**Exercise:** All of the records listed below should be retyped exactly.

**Available records:**
◆ ◆ ◆ ◆

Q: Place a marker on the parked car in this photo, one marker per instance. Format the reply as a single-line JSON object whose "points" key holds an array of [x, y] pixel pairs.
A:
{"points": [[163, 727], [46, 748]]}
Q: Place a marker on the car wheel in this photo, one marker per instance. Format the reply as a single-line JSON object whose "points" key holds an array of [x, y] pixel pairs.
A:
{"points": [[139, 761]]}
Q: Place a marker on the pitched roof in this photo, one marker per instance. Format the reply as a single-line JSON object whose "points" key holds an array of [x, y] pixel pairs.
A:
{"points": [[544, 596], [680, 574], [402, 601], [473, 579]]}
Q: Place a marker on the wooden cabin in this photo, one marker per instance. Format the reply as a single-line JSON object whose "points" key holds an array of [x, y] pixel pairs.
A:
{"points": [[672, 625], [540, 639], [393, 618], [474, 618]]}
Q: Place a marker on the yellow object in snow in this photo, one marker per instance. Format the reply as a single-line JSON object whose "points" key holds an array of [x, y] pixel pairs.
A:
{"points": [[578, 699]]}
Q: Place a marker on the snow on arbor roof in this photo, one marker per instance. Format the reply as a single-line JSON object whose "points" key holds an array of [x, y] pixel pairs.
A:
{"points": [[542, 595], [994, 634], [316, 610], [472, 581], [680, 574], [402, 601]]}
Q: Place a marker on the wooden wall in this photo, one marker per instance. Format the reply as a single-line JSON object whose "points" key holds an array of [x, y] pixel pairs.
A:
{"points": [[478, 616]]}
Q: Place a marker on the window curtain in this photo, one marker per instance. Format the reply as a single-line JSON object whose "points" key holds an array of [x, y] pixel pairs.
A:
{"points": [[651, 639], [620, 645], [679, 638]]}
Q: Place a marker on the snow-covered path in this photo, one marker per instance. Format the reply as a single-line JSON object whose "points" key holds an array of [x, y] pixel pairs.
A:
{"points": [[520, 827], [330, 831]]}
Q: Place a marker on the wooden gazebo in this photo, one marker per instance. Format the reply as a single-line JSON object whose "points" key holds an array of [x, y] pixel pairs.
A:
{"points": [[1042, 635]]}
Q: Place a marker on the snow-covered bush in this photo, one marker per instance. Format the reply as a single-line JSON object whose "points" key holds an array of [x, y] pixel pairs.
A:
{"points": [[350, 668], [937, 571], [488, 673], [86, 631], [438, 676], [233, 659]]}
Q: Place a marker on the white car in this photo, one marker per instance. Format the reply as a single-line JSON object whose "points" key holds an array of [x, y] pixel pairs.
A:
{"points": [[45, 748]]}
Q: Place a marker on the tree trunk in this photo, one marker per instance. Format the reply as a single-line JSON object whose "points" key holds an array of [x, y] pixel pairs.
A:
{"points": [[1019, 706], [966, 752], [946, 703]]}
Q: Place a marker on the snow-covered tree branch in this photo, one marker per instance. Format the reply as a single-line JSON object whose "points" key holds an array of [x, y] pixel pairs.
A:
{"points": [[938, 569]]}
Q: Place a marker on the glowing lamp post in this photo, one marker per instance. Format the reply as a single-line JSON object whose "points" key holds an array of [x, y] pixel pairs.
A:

◆ ◆ ◆ ◆

**Task response:**
Q: Place a marker on the parked car in this photo, one marker per instance. Format the reply as a single-line JSON object whose "points" key holds an array of [x, y] pixel pairs.
A:
{"points": [[163, 727], [46, 748]]}
Q: Place a marker on the car wheel in this photo, one marker per instance. Format the reply as a single-line JSON object whose "points" key holds an array of [x, y] pixel pairs.
A:
{"points": [[139, 761]]}
Q: Place a marker on the pitched roof in this photo, one marker per instance. Format the reply as a single-line JSON object whose "points" key holds an array of [x, y] pixel pairs.
A:
{"points": [[544, 596], [680, 574], [402, 601], [473, 579]]}
Q: Place a marker on the wooden cabin in this photo, one marker per instance. Format the reply as a single-line JSON object whose "points" key holds an array of [x, y] pixel pairs.
A:
{"points": [[672, 625], [540, 639], [393, 618], [474, 618]]}
Q: Place a marker on the yellow object in snow in this photo, one marker per instance. Format the reply as a single-line JSON object whose "points" key holds an array of [x, y] pixel pairs.
A:
{"points": [[578, 699]]}
Q: Place a marker on the snow on arbor roof in this photo, one marker per instance. Format the reply as a single-line JSON object whose "points" key holds an array of [x, y] pixel pairs.
A:
{"points": [[542, 595], [994, 634], [316, 610], [472, 581], [680, 574], [402, 601]]}
Q: Place a marker on the wooden wall in this photo, one marker per instance. Format the reply as a single-line JSON object whose "points" key holds an array of [x, y] pixel pairs.
A:
{"points": [[478, 616]]}
Q: Place a marker on the window curtain in this photo, one marker per instance. Format the reply as a single-line JSON object whose "points" key holds an array of [x, y] pixel pairs.
A:
{"points": [[651, 639], [620, 645], [679, 638]]}
Q: Place a marker on the snow-covered path in this photo, one marker per instance. Format the reply as a single-line JSON object whose "points" key holds an array of [x, y] pixel pairs.
A:
{"points": [[520, 827], [330, 831]]}
Q: Place a marker on the wooden gazebo in this photo, one marker per instance. Format the reply as a single-line JSON object whose "points" key holds an array of [x, y] pixel pairs.
A:
{"points": [[1042, 635]]}
Q: Place a marker on the snow-covered bush in this photo, one marker per instance. Format the reply as a single-line JSON object whose "points" key holds an array of [x, y] pixel pairs.
A:
{"points": [[350, 668], [937, 571], [488, 673], [86, 631], [438, 676], [233, 659]]}
Q: Place a marker on the white car in this photo, one marker per instance. Format the reply as a single-line JSON object whose "points" key holds an array of [x, y] pixel pairs.
A:
{"points": [[45, 748]]}
Q: Place a marker on the tree trunk in this photo, one marker per instance. Format the reply as a single-line JSON object whose "points" key holds an array of [x, y] pixel pairs.
A:
{"points": [[1019, 706], [966, 752], [946, 703]]}
Q: Place a marker on the snow-covered tree branch in this photo, one marker per instance. Format the reply as a single-line JSON object whose "points" key holds an array of [x, y] pixel pairs.
A:
{"points": [[938, 569]]}
Q: Place a marker on the glowing lamp post in this photo, one marker per instance. Format the reply as a single-line JSON object whose "points" key holds an array of [x, y] pixel pairs.
A:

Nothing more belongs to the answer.